Texto fornecido:
• • • • • • •

As carências do Barruncho têm motivado muitas críticas dos partidos da oposição na câmara de Odivelas, nomeadamente da CDU local, que tem realizado várias visitas ao bairro.

 

"Não pode existir, no século XXI, um bairro com esta dimensão e com este nível de degradação de condições de vida em que não há espaço para nada. Para viver, usufruir, ter sonhos e construir projectos de vida", argumenta a vereadora da CDU na câmara de Odivelas Maria da Luz Nogueira.

 

Por seu turno, o presidente da junta da Póvoa de Santo Adrião, Rogério Breia, assegura que a autarquia tem feito tudo aquilo que está ao seu alcance para "suprir" algumas das carências do bairro.

 

"A junta de freguesia pouco pode fazer aqui neste bairro, mas, dentro das possibilidades da junta, fizemos uma zona pedonal há dois meses, numa das entradas", conta.

 

Em 2009, a câmara de Odivelas até viu um projecto para a reconversão deste bairro (Odivelas) ser premiado pelo Europan, mas a ideia "nunca saiu do papel".

 

"Era um projecto que foi feito em pressupostas e circunstâncias que hoje já não se verificam. O custo da sua concretização é de cerca de 33 milhões de euros", justifica à Lusa a vereadora da Habitação da Câmara de Odivelas, Sandra Pereira.

 

Contudo, a autarca assegura que a autarquia está a estudar alternativas "exequíveis", que podem passar por uma candidatura a fundos europeus, no âmbito do novo quadro comunitário de apoio, Portugal 20/20.

• • • • • • •

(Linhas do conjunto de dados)
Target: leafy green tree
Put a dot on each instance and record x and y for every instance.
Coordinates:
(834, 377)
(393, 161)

• • • • • • •

Exercício: Indique, por favor, todas as pessoas identificadas pelo nome no texto sobre o Barruncho, juntamente com o cargo que o texto atribui a cada uma. As linhas não têm qualquer relação com o texto sobre o Barruncho.

Resposta esperada:
- Maria da Luz Nogueira, vereadora da CDU na câmara de Odivelas
- Rogério Breia, presidente da junta da Póvoa de Santo Adrião
- Sandra Pereira, vereadora da Habitação da Câmara de Odivelas